→ EXERCISE OBJECTIVE: Pick out and copy every line of the listing below that contains the word "tiled".

(Records from a dataset)
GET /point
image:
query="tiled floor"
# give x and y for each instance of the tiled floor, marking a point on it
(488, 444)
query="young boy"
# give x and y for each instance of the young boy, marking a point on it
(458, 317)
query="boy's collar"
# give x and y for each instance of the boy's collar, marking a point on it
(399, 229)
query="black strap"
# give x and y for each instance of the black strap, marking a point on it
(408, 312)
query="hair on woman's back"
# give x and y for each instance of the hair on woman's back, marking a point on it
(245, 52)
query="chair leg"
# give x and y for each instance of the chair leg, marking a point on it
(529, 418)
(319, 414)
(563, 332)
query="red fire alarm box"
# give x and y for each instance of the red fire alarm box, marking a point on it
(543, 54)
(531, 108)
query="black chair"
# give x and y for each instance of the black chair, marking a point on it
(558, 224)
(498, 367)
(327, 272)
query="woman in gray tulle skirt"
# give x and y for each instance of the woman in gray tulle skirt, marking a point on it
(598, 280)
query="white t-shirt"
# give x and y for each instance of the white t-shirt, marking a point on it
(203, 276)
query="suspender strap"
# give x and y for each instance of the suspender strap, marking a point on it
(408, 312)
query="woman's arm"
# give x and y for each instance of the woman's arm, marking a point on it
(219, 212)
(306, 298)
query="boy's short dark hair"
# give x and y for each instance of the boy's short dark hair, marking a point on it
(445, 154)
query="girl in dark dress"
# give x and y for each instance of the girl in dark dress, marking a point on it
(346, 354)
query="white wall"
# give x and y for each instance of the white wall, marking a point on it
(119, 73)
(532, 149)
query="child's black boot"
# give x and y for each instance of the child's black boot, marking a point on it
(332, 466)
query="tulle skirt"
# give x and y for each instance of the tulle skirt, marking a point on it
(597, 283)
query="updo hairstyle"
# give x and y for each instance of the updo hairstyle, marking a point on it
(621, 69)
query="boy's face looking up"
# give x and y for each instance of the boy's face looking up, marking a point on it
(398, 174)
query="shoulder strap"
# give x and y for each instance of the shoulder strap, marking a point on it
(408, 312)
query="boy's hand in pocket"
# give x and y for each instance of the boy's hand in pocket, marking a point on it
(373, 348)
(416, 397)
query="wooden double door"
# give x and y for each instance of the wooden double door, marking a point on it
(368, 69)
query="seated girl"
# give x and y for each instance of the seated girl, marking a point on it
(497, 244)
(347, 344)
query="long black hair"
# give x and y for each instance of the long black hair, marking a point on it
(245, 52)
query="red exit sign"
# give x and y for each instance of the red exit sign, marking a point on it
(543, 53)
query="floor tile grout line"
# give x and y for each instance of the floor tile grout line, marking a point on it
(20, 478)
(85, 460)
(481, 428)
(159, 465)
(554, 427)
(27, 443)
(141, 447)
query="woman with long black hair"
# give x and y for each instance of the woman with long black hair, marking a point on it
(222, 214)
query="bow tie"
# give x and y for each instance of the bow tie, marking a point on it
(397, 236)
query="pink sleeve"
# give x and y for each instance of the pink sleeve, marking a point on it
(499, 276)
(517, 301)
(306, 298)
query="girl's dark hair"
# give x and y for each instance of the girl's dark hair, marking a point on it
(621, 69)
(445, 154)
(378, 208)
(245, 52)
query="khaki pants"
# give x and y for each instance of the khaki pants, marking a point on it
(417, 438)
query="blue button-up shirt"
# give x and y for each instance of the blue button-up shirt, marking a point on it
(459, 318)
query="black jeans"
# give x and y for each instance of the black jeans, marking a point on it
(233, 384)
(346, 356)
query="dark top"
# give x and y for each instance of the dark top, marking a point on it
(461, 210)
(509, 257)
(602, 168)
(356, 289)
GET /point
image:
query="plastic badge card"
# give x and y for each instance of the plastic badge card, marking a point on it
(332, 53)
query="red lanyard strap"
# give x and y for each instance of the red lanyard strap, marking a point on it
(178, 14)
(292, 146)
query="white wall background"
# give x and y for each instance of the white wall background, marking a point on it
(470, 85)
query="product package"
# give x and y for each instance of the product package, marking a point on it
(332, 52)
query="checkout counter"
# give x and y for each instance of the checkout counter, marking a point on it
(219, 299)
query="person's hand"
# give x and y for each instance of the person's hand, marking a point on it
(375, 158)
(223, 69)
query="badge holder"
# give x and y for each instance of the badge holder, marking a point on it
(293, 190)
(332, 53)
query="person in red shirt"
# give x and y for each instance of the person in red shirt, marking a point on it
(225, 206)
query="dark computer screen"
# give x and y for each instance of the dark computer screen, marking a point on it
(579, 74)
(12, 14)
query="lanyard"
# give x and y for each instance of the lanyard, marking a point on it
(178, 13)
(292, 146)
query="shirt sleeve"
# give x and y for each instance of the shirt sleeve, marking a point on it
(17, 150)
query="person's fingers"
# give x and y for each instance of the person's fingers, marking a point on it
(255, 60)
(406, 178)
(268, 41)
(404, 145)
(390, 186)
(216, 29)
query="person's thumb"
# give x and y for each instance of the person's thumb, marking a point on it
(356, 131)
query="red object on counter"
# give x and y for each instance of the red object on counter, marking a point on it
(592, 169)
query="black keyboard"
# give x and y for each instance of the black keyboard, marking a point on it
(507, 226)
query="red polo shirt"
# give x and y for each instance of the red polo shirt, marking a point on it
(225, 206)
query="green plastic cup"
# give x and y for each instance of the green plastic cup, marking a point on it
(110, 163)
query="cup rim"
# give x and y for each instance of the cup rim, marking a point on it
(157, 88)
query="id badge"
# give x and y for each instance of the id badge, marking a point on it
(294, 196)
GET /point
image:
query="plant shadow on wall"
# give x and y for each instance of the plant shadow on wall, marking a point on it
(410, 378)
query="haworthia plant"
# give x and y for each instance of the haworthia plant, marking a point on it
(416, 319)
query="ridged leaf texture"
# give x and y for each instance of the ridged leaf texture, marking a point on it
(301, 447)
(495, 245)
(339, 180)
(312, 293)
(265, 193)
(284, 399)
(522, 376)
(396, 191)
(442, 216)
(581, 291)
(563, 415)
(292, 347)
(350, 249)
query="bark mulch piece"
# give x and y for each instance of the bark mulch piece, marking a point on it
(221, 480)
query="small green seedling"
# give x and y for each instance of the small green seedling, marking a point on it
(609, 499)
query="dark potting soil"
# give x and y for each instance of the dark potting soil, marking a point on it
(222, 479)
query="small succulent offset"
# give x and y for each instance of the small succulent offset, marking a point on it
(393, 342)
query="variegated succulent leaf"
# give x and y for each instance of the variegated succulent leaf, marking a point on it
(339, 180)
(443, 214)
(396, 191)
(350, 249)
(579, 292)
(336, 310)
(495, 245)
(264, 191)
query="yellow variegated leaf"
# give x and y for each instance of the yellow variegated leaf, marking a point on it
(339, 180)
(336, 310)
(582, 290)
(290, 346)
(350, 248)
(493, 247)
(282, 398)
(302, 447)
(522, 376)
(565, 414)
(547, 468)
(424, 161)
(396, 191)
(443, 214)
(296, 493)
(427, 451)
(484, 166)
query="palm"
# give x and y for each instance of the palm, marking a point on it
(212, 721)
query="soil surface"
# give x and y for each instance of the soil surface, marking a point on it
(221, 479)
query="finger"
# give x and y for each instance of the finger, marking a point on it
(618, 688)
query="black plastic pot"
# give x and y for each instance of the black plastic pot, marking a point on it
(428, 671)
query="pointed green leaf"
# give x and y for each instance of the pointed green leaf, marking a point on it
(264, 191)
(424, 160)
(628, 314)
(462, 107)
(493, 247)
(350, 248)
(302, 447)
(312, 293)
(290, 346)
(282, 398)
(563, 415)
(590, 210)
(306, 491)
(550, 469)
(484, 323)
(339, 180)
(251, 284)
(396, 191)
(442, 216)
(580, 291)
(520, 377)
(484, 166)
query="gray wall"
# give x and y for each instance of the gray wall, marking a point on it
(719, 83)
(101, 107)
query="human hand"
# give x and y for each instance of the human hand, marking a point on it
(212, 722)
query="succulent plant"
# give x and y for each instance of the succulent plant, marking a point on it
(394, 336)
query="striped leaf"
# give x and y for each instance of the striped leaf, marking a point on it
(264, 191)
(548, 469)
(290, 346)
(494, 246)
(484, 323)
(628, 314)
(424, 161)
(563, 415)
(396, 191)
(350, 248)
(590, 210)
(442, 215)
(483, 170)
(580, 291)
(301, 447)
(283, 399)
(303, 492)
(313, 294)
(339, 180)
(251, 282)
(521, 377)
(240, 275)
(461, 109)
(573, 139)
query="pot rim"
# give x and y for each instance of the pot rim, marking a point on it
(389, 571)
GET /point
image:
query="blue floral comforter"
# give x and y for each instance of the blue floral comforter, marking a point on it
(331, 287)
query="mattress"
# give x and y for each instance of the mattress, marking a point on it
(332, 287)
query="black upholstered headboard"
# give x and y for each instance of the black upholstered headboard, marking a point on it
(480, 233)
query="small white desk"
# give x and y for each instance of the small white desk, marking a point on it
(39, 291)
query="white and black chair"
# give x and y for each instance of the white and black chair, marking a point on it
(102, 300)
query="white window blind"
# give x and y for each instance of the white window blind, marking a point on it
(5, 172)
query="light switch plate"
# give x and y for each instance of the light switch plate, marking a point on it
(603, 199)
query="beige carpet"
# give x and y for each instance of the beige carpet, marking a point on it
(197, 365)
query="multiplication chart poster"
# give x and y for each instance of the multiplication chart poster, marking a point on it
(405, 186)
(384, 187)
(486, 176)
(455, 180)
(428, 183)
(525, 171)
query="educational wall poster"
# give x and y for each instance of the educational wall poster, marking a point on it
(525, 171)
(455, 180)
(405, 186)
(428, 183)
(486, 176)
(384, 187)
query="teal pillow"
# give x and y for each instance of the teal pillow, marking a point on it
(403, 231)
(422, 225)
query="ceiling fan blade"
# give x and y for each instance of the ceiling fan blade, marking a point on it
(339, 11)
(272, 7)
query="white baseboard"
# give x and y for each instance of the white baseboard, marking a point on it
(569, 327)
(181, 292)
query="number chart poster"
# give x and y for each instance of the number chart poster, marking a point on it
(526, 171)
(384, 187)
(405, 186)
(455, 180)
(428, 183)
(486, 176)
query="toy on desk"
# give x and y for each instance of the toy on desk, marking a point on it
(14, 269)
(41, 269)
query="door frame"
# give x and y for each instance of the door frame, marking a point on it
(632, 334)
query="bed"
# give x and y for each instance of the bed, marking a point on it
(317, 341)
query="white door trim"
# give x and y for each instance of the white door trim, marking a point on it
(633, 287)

→ SOLUTION TO THIS PROBLEM:
query="tiled floor"
# give x and y for each instance of the tiled floor, marking a point on it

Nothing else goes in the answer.